Segment Start: DATA UNDER STUDY

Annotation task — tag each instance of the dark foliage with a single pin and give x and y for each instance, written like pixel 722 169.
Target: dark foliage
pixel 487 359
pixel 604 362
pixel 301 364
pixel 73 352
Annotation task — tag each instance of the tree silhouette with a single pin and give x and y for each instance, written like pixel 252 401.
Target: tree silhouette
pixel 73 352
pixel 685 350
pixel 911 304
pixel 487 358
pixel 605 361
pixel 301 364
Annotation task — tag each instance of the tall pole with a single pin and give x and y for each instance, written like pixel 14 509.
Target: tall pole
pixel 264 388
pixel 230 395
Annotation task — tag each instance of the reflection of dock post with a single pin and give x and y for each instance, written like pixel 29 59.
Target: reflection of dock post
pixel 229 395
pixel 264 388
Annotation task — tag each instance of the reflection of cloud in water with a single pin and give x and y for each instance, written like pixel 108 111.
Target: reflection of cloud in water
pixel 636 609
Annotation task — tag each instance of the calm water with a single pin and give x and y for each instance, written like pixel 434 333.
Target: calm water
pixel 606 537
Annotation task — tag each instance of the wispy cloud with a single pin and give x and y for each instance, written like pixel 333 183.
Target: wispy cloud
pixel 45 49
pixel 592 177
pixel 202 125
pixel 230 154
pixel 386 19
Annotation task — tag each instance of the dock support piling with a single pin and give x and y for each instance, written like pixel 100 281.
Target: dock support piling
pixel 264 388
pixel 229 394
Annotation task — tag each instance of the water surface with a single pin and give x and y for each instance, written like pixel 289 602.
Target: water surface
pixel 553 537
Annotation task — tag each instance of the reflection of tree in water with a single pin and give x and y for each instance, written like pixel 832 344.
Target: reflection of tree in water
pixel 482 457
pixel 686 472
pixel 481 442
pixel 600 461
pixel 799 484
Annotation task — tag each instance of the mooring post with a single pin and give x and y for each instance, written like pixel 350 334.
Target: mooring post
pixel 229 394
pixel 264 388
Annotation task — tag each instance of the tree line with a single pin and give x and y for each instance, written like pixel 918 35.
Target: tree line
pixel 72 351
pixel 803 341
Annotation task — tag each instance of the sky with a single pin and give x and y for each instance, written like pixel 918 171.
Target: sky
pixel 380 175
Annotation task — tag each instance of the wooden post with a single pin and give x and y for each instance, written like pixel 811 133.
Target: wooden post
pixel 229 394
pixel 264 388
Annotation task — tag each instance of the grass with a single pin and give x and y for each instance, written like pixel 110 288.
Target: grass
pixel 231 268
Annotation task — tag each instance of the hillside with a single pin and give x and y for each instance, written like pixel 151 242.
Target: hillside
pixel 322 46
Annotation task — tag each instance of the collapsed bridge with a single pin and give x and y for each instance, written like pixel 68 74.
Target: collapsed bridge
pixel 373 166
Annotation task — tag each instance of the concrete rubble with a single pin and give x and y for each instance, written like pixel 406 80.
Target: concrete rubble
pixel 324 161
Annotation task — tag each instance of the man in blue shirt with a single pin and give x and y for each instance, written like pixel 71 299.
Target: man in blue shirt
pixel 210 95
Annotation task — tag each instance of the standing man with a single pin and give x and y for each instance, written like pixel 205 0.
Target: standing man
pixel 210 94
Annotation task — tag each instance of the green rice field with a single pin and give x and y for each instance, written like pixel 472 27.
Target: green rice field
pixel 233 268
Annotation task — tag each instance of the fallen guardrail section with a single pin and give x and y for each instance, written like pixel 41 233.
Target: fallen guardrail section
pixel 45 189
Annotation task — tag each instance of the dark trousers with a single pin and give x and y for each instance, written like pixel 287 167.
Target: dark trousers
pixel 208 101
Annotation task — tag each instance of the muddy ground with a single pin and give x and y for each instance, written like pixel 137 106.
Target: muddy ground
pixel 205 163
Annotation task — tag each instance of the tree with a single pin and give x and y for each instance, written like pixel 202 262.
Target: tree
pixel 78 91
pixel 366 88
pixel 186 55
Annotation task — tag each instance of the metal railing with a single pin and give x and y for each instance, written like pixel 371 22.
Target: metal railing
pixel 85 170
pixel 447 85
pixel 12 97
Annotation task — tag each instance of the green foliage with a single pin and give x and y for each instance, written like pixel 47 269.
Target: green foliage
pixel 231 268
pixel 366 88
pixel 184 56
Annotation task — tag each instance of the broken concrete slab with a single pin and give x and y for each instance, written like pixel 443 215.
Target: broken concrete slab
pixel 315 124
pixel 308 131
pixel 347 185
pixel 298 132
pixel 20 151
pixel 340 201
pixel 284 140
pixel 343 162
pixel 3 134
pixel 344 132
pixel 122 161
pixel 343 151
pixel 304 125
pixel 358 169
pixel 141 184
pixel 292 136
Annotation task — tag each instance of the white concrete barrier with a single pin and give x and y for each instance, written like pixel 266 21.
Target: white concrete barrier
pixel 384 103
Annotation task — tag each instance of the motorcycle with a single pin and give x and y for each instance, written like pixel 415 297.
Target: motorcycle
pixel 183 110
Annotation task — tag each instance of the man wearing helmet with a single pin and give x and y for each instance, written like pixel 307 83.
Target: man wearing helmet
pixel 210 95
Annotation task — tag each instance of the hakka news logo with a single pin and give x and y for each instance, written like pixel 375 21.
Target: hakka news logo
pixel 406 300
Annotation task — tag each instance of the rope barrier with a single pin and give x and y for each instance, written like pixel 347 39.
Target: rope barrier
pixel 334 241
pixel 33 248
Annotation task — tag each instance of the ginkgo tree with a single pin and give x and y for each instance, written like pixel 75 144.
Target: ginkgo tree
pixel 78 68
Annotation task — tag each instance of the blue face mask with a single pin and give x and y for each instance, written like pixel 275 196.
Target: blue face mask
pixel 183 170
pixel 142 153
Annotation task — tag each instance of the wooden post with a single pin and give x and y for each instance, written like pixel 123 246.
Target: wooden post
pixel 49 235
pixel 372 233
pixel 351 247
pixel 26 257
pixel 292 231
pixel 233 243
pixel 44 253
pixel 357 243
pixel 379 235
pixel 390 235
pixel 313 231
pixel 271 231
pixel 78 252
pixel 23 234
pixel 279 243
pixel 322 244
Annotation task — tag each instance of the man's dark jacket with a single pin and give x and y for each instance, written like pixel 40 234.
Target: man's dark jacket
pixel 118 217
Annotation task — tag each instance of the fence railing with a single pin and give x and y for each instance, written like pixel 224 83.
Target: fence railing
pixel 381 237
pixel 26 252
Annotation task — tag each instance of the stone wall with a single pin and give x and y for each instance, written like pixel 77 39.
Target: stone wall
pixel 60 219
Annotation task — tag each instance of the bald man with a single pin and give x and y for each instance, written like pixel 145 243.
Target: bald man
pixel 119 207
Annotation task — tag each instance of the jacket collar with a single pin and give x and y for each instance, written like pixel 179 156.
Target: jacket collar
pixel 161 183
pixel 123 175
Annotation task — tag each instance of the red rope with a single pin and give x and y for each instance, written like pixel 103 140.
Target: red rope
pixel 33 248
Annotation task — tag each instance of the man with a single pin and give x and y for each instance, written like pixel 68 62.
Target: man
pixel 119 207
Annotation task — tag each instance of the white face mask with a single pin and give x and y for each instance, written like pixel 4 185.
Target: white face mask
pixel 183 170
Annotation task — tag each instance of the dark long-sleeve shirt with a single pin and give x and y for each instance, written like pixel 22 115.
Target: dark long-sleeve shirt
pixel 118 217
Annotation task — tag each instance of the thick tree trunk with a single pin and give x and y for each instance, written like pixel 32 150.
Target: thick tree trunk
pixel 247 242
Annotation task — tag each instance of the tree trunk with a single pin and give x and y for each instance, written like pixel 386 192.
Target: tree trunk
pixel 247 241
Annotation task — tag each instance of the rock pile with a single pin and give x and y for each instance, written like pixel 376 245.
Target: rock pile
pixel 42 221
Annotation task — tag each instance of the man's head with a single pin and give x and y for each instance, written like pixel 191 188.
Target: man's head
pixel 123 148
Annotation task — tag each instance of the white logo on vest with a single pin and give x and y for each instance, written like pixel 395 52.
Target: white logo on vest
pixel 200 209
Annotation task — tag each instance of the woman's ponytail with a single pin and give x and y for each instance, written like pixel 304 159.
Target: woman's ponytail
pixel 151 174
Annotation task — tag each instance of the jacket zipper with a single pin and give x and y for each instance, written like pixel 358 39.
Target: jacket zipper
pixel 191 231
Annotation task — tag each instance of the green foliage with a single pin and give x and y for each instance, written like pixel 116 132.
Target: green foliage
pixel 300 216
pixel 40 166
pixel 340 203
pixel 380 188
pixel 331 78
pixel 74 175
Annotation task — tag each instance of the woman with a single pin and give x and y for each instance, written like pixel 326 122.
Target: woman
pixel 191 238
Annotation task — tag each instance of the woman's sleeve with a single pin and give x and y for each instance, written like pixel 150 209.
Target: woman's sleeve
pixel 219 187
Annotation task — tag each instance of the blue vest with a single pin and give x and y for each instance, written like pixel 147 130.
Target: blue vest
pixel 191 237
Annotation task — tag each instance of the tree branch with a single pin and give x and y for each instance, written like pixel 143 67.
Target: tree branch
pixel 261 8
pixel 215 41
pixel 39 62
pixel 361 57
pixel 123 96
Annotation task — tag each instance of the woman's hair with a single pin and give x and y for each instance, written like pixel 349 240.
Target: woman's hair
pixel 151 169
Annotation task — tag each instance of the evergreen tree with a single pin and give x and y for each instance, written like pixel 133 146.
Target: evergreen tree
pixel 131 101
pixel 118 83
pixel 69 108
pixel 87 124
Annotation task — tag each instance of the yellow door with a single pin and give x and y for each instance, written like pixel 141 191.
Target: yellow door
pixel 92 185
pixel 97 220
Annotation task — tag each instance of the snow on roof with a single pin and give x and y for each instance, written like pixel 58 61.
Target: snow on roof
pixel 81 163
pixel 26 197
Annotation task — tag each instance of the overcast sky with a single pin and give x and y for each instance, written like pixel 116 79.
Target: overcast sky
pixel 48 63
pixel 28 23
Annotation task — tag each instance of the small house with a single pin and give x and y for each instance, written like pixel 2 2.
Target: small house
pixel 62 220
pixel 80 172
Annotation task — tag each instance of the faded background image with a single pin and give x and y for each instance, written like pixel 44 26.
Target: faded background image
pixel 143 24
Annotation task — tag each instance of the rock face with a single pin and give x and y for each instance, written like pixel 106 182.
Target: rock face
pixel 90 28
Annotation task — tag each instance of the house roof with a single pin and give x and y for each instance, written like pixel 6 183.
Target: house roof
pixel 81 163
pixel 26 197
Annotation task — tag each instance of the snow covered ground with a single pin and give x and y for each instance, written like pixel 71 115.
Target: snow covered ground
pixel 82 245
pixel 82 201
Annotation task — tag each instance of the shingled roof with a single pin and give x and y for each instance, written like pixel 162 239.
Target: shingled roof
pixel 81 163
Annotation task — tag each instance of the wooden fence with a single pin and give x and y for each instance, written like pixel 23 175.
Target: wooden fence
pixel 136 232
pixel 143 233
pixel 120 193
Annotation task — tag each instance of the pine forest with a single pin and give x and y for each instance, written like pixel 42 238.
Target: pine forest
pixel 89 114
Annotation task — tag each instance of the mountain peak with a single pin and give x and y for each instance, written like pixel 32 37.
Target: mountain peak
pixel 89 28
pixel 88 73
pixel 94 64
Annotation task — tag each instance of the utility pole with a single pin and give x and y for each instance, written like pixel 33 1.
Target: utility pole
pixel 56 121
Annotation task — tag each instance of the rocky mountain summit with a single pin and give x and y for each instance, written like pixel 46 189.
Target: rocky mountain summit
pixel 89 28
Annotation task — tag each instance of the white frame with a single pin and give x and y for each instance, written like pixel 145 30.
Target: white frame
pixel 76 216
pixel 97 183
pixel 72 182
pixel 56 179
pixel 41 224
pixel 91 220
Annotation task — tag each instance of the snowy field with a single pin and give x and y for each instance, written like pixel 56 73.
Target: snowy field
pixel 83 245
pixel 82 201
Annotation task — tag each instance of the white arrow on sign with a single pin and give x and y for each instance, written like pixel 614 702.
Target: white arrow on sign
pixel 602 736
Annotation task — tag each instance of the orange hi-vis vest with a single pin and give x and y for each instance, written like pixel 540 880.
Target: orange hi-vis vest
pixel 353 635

Segment End: DATA UNDER STUDY

[WHAT YOU HAVE TO DO] Retype nothing except the lines from the line holding "Annotation task — tag each instance of the pine" through the last line of the entries, both included.

[YOUR RESPONSE]
Annotation task — tag each instance of the pine forest with a single pin and give x and y for each instance, written like pixel 42 238.
Target: pine forest
pixel 89 114
Annotation task — tag each instance of the mountain peak with a single pin and give x and y for each instance, written like pixel 32 37.
Target: mountain peak
pixel 89 28
pixel 88 73
pixel 94 64
Annotation task — tag each instance of the utility pole with a single pin and give x and y for each instance, written like pixel 33 1.
Target: utility pole
pixel 56 121
Annotation task — tag each instance of the rocky mountain summit with a single pin and give x and y for each instance, written like pixel 46 189.
Target: rocky mountain summit
pixel 89 28
Annotation task — tag each instance of the white frame with a single pin and give x and y for each instance, written like pixel 145 30.
Target: white frame
pixel 76 216
pixel 97 183
pixel 72 182
pixel 56 179
pixel 41 224
pixel 91 220
Annotation task — tag each instance of the snowy field with a single pin and give x and y for each instance, written like pixel 56 73.
Target: snowy field
pixel 83 245
pixel 82 201
Annotation task — tag each instance of the white arrow on sign with a single pin and give x and y for each instance, written like pixel 614 702.
Target: white arrow on sign
pixel 602 736
Annotation task — tag each instance of the orange hi-vis vest with a single pin and give x and y for each instance, written like pixel 540 880.
Target: orange hi-vis vest
pixel 353 635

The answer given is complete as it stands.